### Study questions:
A. In the pub text, what does The Greyhound claim to be?
B. In the pub text, swap "Greyhound" for "Red Lion" throughout the stretch from "Corfe Castle is" through "history and charm.", and write out that stretch.
C. Finish out the next part of the account of searching for the best pub in Corfe Castle, carrying on from its last sentence.

### Text shown:
· · ·
The best pub in Corfe Castle

Corfe Castle is a lovely little village, and unsurprisingly attracts lots of visitors.  This week, I was one of them, and my primary question was - which is its best pub?

Corfe Castle viewed through sepia-tinted beer goggles

I was staying in the Bankes Arms Hotel, but that's not really a pub (though it does have a bar).  So after a pint there I went across the road to its sister venue, The Greyhound Inn, which definitely is.

The Greyhound is a 16th century inn, and claims to be the most photographed pub in England.  As such, I had quite high hopes.  Sadly, its interior is rather generic.  Nothing strictly wrong with it, just sanitized to the point that it has lost most of its history and charm.

The food was nice, and the beer too, but the Greyhound has clearly decided to abandon real pub status and rebrand itself as a gastropub.  Perfectly fine for the tourists, but not me.  I needed something else.

Third time lucky, I wandered down West Street to The Fox Inn.  It wasn't clear if it was open, and when I tried the door and stepped inside to find it was, I also found I was the only customer.  Despite that, the landlord was serving dinner to the landlady at a table that said 'Reserved'.  Clearly the rush would be happening soon.
· · ·
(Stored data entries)
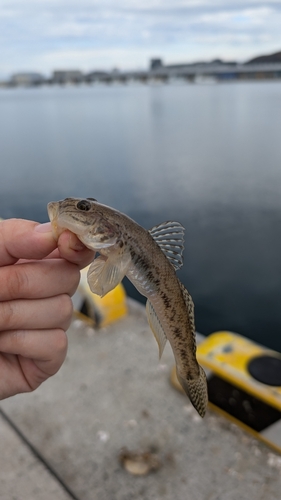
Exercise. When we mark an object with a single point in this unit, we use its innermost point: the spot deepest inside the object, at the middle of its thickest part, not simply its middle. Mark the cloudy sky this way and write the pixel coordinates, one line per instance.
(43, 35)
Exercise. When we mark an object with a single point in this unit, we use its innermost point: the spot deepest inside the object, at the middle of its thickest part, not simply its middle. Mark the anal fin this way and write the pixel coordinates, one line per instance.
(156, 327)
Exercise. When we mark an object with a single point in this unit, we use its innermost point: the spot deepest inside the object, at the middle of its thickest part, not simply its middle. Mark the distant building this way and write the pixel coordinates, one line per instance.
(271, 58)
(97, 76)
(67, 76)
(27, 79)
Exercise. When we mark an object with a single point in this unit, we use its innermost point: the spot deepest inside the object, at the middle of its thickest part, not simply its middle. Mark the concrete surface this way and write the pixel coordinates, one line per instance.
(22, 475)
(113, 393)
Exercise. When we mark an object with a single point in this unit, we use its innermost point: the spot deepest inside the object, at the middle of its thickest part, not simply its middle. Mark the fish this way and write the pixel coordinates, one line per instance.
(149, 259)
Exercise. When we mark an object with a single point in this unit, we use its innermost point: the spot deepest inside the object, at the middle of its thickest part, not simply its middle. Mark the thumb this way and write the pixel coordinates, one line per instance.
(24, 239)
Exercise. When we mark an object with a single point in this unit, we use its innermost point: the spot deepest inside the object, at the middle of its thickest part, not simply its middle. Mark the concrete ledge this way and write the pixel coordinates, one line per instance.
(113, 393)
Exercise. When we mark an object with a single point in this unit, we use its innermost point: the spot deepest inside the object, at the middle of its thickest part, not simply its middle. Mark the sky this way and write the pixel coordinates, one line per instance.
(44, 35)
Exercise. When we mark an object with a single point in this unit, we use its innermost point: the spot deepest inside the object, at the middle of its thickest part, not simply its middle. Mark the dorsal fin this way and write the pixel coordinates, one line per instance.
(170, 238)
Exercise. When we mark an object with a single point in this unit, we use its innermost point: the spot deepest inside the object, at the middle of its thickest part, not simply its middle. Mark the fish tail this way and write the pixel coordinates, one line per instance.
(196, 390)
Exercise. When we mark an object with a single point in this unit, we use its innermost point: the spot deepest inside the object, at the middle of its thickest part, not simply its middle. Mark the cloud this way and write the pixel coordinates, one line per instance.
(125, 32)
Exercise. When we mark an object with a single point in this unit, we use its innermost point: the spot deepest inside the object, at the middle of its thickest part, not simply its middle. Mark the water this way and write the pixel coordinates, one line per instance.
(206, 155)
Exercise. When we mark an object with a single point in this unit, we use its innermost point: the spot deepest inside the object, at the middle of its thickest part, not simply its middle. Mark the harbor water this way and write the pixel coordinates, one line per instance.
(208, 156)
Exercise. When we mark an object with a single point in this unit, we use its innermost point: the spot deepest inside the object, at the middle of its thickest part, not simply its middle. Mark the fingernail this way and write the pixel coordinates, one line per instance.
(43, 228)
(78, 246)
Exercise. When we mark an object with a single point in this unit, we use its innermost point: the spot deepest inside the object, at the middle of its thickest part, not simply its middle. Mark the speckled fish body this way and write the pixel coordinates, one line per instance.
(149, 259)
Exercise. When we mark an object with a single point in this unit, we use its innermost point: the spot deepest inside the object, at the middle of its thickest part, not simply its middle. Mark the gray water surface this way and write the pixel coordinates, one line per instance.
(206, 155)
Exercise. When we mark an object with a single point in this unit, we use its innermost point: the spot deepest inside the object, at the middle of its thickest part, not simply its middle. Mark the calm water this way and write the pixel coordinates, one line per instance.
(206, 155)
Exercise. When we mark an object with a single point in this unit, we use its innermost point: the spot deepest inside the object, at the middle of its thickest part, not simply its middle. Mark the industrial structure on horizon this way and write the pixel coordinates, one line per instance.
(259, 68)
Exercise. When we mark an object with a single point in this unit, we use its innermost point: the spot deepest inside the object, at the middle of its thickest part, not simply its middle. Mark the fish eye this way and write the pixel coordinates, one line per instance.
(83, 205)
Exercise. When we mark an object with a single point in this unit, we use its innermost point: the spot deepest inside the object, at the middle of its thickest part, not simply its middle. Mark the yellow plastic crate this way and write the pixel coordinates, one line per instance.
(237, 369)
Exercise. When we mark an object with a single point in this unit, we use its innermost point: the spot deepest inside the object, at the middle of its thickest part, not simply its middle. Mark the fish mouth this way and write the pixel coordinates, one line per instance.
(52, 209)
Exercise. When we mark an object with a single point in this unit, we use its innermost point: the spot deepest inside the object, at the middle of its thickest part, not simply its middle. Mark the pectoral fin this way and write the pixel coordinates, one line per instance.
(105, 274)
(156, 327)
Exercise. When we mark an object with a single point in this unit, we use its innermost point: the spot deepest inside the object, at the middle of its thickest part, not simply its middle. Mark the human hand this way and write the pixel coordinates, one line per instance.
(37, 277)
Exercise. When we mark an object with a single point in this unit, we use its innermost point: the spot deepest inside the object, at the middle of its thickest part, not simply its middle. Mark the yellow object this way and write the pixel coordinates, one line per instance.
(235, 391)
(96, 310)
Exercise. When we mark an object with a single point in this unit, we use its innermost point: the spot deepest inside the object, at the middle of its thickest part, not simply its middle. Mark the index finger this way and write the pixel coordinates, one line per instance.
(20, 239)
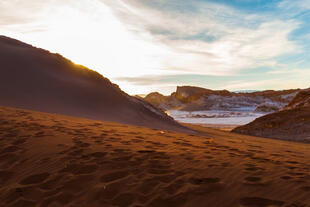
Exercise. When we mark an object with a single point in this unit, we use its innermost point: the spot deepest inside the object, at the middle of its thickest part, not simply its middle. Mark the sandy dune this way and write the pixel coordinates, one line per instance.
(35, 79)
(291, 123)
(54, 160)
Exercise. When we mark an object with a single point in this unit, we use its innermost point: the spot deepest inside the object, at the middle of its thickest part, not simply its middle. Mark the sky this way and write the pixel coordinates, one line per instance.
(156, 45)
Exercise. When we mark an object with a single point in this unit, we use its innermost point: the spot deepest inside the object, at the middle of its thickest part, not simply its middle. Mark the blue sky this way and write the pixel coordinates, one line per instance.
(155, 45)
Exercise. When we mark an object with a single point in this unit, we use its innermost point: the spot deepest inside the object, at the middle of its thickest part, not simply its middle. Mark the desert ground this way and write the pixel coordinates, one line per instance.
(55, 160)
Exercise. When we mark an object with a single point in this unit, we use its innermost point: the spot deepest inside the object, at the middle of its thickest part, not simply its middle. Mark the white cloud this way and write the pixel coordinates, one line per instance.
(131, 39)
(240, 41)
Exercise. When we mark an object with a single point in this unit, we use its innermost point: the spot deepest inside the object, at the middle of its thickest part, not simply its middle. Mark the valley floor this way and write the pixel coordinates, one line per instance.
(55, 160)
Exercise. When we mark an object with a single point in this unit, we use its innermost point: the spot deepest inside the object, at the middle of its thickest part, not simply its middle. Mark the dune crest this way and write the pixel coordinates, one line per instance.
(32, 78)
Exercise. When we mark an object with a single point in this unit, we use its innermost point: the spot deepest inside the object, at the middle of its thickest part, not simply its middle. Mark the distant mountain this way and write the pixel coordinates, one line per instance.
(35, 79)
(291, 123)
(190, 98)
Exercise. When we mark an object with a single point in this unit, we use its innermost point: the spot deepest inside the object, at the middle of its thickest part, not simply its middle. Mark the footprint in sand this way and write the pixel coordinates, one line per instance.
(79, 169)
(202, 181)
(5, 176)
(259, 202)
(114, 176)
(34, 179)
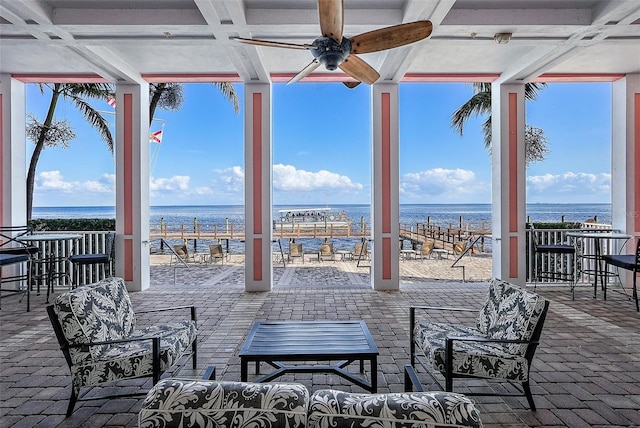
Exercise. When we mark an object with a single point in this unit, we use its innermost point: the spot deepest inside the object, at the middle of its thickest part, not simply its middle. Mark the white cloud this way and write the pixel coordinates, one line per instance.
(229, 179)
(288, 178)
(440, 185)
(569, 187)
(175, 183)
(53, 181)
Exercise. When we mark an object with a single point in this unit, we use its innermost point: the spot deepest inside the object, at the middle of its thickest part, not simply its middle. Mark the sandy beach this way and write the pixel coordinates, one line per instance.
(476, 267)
· · ·
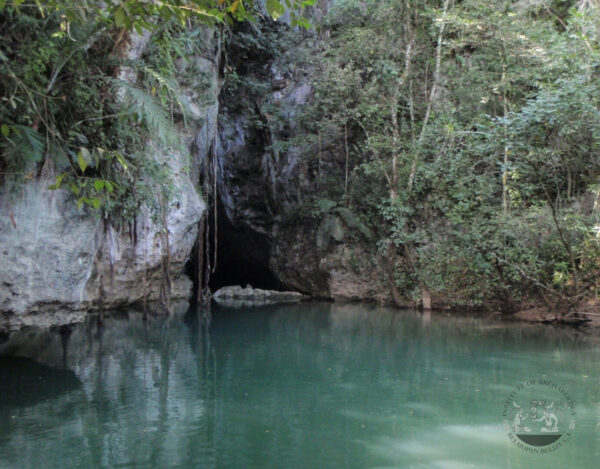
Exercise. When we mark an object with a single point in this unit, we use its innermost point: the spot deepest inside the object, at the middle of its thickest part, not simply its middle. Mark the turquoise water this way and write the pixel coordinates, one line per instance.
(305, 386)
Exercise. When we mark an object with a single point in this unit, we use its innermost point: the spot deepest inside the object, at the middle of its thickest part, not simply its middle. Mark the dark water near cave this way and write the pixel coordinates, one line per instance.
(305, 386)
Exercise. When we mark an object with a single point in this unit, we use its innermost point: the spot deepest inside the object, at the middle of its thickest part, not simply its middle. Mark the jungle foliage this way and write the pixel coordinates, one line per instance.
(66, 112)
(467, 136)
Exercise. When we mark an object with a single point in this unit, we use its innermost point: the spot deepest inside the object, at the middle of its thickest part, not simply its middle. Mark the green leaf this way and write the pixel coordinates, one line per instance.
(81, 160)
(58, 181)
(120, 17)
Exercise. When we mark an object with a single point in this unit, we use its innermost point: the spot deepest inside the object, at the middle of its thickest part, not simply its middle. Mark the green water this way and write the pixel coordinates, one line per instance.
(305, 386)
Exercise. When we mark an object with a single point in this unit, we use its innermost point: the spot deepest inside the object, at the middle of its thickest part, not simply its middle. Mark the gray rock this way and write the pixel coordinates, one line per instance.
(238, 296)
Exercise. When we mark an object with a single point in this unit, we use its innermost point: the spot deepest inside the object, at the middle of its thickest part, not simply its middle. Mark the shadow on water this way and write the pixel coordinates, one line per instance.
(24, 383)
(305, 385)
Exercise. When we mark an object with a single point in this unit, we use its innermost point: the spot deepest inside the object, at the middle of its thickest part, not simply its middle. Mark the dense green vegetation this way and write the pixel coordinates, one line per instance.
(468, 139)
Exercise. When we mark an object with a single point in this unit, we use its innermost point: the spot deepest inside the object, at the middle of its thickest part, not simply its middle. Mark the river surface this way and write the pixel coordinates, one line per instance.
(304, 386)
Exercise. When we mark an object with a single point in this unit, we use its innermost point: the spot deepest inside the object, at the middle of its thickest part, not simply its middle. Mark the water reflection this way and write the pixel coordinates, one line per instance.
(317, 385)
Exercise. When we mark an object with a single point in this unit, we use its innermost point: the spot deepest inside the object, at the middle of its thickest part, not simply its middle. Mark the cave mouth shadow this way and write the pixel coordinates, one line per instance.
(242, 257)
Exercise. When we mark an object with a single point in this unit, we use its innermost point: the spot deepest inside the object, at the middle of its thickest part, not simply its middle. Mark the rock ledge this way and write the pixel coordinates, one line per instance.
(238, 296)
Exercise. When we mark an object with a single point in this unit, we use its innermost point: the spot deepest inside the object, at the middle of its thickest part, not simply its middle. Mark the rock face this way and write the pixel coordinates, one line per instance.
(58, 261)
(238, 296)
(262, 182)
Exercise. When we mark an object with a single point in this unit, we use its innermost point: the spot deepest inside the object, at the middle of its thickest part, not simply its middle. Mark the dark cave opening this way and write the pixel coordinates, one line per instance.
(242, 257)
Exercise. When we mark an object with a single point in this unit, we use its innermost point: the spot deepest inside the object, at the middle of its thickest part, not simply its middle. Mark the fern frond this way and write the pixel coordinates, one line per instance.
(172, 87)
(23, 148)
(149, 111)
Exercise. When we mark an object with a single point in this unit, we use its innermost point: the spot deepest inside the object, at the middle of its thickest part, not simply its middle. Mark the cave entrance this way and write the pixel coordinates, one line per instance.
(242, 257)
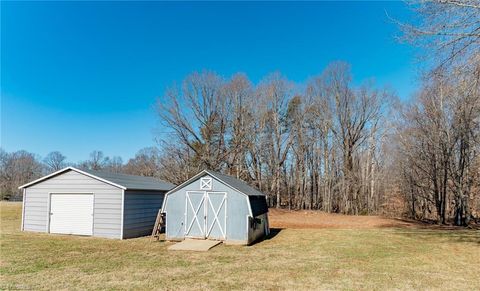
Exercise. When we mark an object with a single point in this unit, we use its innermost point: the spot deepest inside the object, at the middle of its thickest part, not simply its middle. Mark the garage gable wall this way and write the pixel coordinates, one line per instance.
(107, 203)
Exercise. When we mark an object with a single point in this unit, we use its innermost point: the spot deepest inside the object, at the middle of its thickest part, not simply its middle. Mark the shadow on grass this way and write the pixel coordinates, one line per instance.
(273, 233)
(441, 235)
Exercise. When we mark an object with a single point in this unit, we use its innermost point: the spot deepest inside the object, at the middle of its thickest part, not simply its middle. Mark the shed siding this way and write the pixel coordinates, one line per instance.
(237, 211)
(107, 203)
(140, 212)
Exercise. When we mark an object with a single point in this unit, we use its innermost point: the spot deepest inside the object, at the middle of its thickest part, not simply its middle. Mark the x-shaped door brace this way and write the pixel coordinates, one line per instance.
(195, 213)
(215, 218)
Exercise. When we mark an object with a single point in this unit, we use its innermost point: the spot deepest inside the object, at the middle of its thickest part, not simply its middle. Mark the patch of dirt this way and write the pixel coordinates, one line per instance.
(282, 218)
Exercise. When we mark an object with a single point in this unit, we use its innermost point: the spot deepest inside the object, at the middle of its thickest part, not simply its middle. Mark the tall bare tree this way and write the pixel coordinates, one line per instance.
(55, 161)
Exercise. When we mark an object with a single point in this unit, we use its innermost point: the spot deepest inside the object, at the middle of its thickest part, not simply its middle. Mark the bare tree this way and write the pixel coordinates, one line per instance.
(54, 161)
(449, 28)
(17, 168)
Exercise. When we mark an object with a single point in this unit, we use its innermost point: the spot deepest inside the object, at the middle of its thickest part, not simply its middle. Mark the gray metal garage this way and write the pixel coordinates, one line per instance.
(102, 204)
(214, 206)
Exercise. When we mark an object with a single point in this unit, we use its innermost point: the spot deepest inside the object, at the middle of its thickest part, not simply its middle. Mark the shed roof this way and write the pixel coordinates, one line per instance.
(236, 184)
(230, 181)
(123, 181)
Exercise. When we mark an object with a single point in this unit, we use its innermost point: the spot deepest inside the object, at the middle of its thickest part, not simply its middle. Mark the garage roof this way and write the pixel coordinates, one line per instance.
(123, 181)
· · ·
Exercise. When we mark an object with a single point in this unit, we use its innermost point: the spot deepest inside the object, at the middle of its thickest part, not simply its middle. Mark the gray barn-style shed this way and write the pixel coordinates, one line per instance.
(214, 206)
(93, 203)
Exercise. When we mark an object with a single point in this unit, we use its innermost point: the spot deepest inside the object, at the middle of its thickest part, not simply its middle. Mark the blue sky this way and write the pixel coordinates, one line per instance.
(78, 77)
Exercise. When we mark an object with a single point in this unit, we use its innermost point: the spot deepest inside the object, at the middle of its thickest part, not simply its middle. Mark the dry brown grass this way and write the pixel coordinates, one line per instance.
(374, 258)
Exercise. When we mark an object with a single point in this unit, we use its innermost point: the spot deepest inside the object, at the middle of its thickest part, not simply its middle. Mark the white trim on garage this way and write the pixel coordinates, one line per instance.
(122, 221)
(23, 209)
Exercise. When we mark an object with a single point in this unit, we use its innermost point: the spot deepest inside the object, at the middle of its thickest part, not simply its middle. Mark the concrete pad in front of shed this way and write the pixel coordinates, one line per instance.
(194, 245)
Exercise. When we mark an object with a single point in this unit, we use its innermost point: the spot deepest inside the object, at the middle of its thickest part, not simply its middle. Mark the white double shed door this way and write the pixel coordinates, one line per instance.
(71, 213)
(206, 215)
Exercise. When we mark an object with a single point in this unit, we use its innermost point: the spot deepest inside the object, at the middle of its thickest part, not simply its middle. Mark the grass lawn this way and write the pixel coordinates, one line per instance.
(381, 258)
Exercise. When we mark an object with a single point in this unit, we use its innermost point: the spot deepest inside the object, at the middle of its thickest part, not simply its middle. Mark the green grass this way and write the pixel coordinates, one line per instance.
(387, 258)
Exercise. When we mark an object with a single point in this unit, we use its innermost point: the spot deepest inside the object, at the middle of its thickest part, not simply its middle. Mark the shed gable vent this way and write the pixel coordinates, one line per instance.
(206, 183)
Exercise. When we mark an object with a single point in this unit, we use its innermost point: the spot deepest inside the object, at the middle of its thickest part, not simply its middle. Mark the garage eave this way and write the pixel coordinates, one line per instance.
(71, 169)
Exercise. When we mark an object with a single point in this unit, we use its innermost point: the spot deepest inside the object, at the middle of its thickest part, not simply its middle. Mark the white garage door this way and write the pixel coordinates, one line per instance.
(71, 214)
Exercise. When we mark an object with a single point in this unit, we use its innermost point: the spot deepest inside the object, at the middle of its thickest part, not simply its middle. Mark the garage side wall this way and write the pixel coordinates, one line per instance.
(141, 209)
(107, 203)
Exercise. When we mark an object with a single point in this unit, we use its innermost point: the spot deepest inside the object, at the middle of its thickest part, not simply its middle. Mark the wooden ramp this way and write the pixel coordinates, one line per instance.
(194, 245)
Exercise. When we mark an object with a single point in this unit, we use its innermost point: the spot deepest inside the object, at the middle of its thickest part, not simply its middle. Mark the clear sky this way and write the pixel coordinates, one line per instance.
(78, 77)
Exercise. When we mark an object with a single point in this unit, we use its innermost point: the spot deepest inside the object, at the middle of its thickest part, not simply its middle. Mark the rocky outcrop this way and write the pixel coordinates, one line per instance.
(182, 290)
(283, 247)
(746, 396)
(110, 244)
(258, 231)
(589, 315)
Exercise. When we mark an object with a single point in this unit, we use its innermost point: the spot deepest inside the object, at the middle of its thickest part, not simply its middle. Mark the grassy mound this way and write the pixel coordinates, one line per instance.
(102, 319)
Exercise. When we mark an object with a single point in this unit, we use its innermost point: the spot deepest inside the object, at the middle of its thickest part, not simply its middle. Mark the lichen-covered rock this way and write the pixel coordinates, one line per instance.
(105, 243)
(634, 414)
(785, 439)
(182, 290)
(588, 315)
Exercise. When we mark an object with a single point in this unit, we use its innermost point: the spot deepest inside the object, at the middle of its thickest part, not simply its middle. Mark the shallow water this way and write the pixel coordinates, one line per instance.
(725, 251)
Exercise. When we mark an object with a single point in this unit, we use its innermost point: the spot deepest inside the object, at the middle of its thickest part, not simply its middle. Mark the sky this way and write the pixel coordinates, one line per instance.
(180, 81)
· · ·
### Outputs for the tasks:
A. It claims to be the most photographed pub in England.

B.
Corfe Castle is a lovely little village, and unsurprisingly attracts lots of visitors.  This week, I was one of them, and my primary question was - which is its best pub?

Corfe Castle viewed through sepia-tinted beer goggles

I was staying in the Bankes Arms Hotel, but that's not really a pub (though it does have a bar).  So after a pint there I went across the road to its sister venue, The Red Lion Inn, which definitely is.

The Red Lion is a 16th century inn, and claims to be the most photographed pub in England.  As such, I had quite high hopes.  Sadly, its interior is rather generic.  Nothing strictly wrong with it, just sanitized to the point that it has lost most of its history and charm.

C.
Despite the lack of other people, though, service was far from fast.  It was old style British hospitality at its best: a recalcitrance bordering on disinterest.  A few other customers came in after us, looking for diner, and only some of them found it.  Some struggled even to obtain a drink, such was the landlord's sluggishness*.

Thing was, I didn't care.  This was a real pub.  A real old pub, with beer direct from the barrel.  No pretences, no falsehoods, just a take-it-or-leave-it approach.  From the Trip Advisor reviews, most people would rather leave it, but not me.  I loved it.

I'm fed up of drinking holes that homogenize themselves on the back of perceived norms.  I like a pub where a distrustful owner serves barreled beer in a dark, old and quirky building, one which might have looked that way two centuries earlier

From the outside, there are many places in Corfe that look that way, but when it comes to the crunch, there's only one real pub: The Fox Inn.  Long may it continue.



*For a taste of his ethos, you might care to visit the pub's website.